#### GIVEN INSTRUCTION:
How many lines in the data below contain the string "infield"? Case matters, and the reply should be only the number.

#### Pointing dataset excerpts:
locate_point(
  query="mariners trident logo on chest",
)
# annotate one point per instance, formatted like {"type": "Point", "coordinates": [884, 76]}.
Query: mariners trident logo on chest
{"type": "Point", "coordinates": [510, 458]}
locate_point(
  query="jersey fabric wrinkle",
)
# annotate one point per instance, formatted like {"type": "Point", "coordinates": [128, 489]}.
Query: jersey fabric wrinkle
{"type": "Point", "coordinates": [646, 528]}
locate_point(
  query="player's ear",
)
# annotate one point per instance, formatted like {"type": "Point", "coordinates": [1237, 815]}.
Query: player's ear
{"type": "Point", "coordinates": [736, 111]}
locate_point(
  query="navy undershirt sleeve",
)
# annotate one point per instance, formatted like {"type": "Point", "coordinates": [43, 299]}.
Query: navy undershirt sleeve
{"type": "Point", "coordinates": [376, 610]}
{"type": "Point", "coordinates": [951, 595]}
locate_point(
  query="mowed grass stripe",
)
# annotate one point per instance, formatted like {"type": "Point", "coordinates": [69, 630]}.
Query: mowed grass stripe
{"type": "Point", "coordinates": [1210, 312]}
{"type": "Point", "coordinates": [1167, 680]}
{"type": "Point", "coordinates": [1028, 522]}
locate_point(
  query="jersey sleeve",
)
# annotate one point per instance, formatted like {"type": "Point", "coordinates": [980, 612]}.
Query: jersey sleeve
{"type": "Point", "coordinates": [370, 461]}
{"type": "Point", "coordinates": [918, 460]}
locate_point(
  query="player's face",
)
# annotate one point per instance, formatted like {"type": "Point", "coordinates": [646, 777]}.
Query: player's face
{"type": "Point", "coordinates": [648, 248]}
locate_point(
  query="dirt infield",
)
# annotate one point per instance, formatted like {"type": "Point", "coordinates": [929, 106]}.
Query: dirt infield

#### THE COMPLETED TASK:
2